- _Exercise aim_: Could you repeat the material word for word, starting at the line that contains "Where can you find the mist" and continuing to the last line of the material?

Items stored from a collection
- - - - - - -
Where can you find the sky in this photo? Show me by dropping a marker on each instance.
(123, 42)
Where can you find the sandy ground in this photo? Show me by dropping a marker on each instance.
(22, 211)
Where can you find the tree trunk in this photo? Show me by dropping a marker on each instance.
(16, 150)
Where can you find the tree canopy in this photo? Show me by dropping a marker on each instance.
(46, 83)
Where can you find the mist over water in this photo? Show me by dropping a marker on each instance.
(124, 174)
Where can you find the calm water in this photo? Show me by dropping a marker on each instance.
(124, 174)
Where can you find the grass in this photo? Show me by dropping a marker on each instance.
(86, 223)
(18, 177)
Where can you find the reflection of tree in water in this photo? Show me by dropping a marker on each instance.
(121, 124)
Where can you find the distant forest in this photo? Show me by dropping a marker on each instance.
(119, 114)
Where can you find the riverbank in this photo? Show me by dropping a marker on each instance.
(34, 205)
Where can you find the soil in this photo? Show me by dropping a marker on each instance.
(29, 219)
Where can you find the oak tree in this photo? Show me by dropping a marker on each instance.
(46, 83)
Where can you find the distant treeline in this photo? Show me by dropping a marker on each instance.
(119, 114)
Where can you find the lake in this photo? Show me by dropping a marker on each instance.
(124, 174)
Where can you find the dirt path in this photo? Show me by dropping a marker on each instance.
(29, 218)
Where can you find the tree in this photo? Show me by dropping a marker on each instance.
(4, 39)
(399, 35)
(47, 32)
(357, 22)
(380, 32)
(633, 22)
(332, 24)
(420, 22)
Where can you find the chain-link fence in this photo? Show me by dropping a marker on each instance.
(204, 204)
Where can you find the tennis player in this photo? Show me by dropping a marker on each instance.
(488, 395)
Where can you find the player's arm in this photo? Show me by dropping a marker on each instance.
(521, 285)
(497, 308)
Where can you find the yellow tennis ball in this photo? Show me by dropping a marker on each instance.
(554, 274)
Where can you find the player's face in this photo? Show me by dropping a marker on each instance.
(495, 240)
- - - - - - -
- _Complete answer_:
Where can you find the mist over water in this photo? Show me by dropping a marker on each instance.
(124, 174)
Where can you find the calm water in this photo? Show me by dropping a marker on each instance.
(124, 174)
Where can you find the grass in this photo? Show me by dropping a marker on each instance.
(86, 223)
(18, 177)
Where can you find the reflection of tree in water in this photo? Show me by dropping a marker on each instance.
(121, 124)
Where can you find the distant forest in this photo? Show me by dropping a marker on each instance.
(119, 114)
Where can you find the riverbank in this photo? Show me by dropping a marker on each instance.
(34, 205)
Where can you find the soil in this photo? Show me by dropping a marker on each instance.
(29, 219)
Where can you find the oak tree in this photo? Show me by dropping a marker on each instance.
(46, 83)
Where can you find the distant treeline in this photo? Show me by dropping a marker on each instance.
(119, 114)
Where can you find the lake in this photo? Show me by dropping a marker on each instance.
(124, 174)
Where can you find the dirt path in this photo? Show me by dropping a marker on each instance.
(29, 218)
Where can you find the tree in this photo? Show me by dropping a marker on each instance.
(4, 39)
(399, 35)
(47, 32)
(357, 22)
(380, 32)
(633, 22)
(332, 24)
(420, 22)
Where can you find the chain-link fence in this photo? Show me by dropping a marker on each instance.
(204, 204)
Where can you find the tennis player in this photo? Show me by dropping a marker on each instance.
(488, 395)
Where can you find the player's arm in this photo? Show me by dropping a marker on each instance.
(521, 285)
(497, 308)
Where can you find the yellow tennis ball in this photo? Show me by dropping a marker on each instance.
(554, 274)
Where can you find the player's face in this photo? Show me by dropping a marker on each instance.
(495, 240)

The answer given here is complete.